━━━ Source document ━━━
John reflected on his old age and his own long life. At that time, he was 93 years old, and he said, “Here I am. No relation to her. I don’t know why I’m still alive. My brothers both died before me; one of them (Leslie) passed away around 80 years old. And the other one, Brian, passed away as well. I never did hear how he died. Why I’m left, I have no idea. But I did have an uncle on my mother’s side, my uncle Henry. He lived to 92, though he was a very, very heavy smoker. Yeah, and he lived in Ireland until he was something like 80-something. He was on his own in Ireland, and his children brought their dad out to California, and I went to visit them there. I drove down there so many years ago when I was driving. I had cousins on my mother’s side, and they went over to England to live because there were teachers in Ireland, and most of the teachers in Ireland in my young days, the schools were getting closed down because people were leaving Ireland to go to England to work. There was no work in Ireland, or very little at that time, so all my cousins and relatives were going to Australia or someplace else; they weren’t staying in Ireland, there was no work there. Anyway, finally, those who stayed, I don’t know what kind of jobs they were at. Some of them were farmers, and of course, farming, they got a subsidy from the government. But anyway, cutting a long story short, Ireland is still there. People are still going there to immigrate and have a good time.” 

John’s retirement and his second marriage: In the mid-1980s, when his step-mother, Mary Jennings, entered Kennedy Lodge nursing home, John met a nurse named Conchita Ladion, who was employed as a member of staff there. Their companionship blossomed into his second marriage after John retired from the Toronto Transit Commission, and together they settled in a retirement community in New Hamburg, Ontario. The two lived and travelled together for decades before she passed away in 2021, shortly after the two moved to a retirement home in Stratford. 

Reflecting on that move, John said in the 2023 video, “I worked here in Canada for over, I guess, 40 years or 50 years.. Because I came here when I was only 21 or 22 years old. That was 70 years ago. And I’m still here. I don’t know what I’m doing here now. I’m in a retirement home—a rest home, for a change. People look after me. I used to be looking after people for all those years.”
━━━ Recorded information ━━━
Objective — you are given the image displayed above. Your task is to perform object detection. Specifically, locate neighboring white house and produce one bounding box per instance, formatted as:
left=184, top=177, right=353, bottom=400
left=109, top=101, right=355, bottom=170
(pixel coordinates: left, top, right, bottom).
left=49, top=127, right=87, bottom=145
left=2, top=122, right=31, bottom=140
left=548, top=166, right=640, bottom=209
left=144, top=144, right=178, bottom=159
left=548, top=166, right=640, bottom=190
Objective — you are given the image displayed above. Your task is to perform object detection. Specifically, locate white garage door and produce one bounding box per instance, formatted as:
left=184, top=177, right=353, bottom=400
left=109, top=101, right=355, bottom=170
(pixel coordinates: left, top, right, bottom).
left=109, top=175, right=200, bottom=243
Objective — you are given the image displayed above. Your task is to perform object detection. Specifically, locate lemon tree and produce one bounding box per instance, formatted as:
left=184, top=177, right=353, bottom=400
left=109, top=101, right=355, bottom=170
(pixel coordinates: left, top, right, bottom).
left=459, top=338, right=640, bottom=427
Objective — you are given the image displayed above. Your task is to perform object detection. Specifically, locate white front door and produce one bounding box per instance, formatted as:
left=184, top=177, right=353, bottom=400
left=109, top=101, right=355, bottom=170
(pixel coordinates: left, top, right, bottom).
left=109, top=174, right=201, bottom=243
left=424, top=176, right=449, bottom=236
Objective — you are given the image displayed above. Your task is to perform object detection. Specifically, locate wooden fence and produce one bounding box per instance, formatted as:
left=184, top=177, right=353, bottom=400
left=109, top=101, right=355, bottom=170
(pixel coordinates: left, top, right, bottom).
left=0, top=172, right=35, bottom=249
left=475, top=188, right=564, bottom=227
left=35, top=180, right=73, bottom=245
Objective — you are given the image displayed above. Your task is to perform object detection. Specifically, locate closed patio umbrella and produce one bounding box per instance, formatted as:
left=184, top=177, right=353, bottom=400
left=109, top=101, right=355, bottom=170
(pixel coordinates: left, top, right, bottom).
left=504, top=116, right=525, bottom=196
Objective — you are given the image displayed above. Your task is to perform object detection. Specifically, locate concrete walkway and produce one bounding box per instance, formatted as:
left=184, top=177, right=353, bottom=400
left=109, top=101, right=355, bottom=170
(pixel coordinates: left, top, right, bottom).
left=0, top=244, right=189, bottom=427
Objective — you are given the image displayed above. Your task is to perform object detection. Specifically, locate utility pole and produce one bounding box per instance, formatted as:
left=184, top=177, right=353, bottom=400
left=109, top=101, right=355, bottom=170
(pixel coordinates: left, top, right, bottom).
━━━
■ **Your tasks**:
• 1. Answer these questions from the text about John's life:
(a) How old was John when he reflected on his old age and long life?
(b) Whom did John meet at Kennedy Lodge nursing home, and what was that person's job there?
(c) According to John in the 2023 video, how old was he when he came to Canada?
• 2. Turn the paragraph of the text about John's life beginning "John's retirement and his second marriage" into a bulleted list that keeps its main facts.
• 3. Continue the text about John's life from the point where it ends.

■ **Responses by task**:
• 1.
(a) He was 93 years old.
(b) He met Conchita Ladion, a nurse on the staff there.
(c) He was only 21 or 22 years old.

• 2.
- In the mid-1980s, John's stepmother, Mary Jennings, entered Kennedy Lodge nursing home.
- There John met Conchita Ladion, a nurse on the staff.
- After John retired from the Toronto Transit Commission, their companionship led to his second marriage.
- The couple settled in a retirement community in New Hamburg, Ontario.
- They lived and traveled together for decades.
- She died in 2021, shortly after they moved to a retirement home in Stratford.

• 3.
Devoted To His Family

For John, family was never an afterthought. Even in his final years, with every visit and on every phone call, he would always mention each family member by name and was always wishing them well right up until the last call, where he spoke to David in the final week before his passing.

He is survived by his son, David, and daughter-in-law, Tracy Lamourie; grandson, Cassidy Lamourie-Parkinson; granddaughter, Haily Butler-Henderson; and great-grandson, Dewey Jordan Lazore. He outlived his two brothers: Leslie, who served as the Rector of Fontmell Magna and Ashmore Church from 1974 to 1981 in Dorset, England, and his younger brother Brian, who was a devout Jehovah’s Witness in Dublin

His father’s influence. – Today, John’s son, David Parkinson, is a public figure in his own right. As co-founder of Lamourie Media, he has been accredited by the Cannes Film Festival and worked internationally in media and production. He has also been a radio and television host, actor, voice-over artist, and musician, as well as being outspoken against injustice and an advocate on social issues. His justice work is particularly well-known. In the 1990s, David and his wife, Tracy Lamourie, co-founded the Canadian Coalition Against the Death Penalty and were instrumental in the international campaign that freed Philadelphia R&B singer Jimmy Dennis after 25 years of wrongful incarceration, and were instrumental in precedent-setting human rights-related legal cases in both Canada and the US. 

As his family and friends reflect on John Brunner Parkinson’s 95-year legacy, they remember not just a father, grandfather, and great-grandfather, but a man whose moral compass never wavered

In an era often where personalities are defined by noise, ego or eccentricity, he will be remembered for his calm demeanour, his kindness, one man’s gentle and enduring example.

It is said, “no one dies til the last one on earth ceases to speak his name.” 

John Brunner Parkinson will never be forgotten.